**Recorded data**:
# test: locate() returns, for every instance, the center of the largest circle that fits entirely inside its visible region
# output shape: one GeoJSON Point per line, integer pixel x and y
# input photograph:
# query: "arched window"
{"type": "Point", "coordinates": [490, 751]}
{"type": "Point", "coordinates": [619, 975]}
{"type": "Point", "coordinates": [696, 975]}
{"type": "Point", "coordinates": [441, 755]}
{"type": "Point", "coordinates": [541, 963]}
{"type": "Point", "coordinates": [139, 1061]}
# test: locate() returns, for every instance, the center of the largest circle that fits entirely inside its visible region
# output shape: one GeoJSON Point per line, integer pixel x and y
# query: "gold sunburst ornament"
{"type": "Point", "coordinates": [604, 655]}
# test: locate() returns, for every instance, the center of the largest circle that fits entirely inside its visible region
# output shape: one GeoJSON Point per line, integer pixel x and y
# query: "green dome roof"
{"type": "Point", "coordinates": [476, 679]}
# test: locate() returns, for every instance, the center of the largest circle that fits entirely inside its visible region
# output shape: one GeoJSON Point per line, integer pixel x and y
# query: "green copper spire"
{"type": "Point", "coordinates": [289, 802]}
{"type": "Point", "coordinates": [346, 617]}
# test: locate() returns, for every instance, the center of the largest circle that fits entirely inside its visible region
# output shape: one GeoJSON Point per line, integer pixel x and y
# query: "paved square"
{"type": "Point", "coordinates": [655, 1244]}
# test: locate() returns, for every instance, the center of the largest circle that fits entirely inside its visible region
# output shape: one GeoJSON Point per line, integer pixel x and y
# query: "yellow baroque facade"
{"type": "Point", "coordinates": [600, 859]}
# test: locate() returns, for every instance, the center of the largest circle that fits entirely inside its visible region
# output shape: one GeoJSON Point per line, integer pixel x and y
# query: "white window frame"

**Work task**: The answer must be the full listing, returned exactly as given.

**Solution to this task**:
# test: locate() returns, for every instance, the center of the largest circle that fits entirely inside its visible region
# output shape: one GeoJSON Point per line, integer pixel x and y
# input photograph:
# query: "arched window"
{"type": "Point", "coordinates": [490, 751]}
{"type": "Point", "coordinates": [619, 975]}
{"type": "Point", "coordinates": [696, 975]}
{"type": "Point", "coordinates": [441, 755]}
{"type": "Point", "coordinates": [541, 963]}
{"type": "Point", "coordinates": [139, 1061]}
# test: locate() returns, for every instance, the center of the largest circle that fits entirely inside its visible region
# output shape: one GeoJSON Point per line, integer pixel x and y
# query: "gold sunburst ornament"
{"type": "Point", "coordinates": [604, 655]}
# test: locate() returns, for every instance, the center of the largest circle that fits entirely inside its visible region
# output shape: one GeoJSON Point per line, integer pixel x and y
# query: "green dome roof"
{"type": "Point", "coordinates": [476, 679]}
# test: locate() returns, for every instance, the center of the largest circle that fits entirely inside its visible region
# output shape: one GeoJSON Point per line, integer pixel x and y
# query: "green copper spire"
{"type": "Point", "coordinates": [289, 802]}
{"type": "Point", "coordinates": [346, 617]}
# test: locate() returns, for every instance, the center of the largest circle that fits entirely inside its visible region
# output shape: one GeoJSON Point per line, integer pixel x and y
# query: "paved square"
{"type": "Point", "coordinates": [655, 1244]}
# test: locate() returns, for every instance, the center of the largest circle that fits entirely inside its visible region
# output shape: one GeoJSON Point per line, integer pixel x and y
# query: "yellow baroque facade"
{"type": "Point", "coordinates": [600, 859]}
# test: locate() returns, for every instance, the center of the largest circle that fits entirely inside its visible region
# output shape: one GeoJSON Point per line, integer pixel x and y
# query: "white window frame"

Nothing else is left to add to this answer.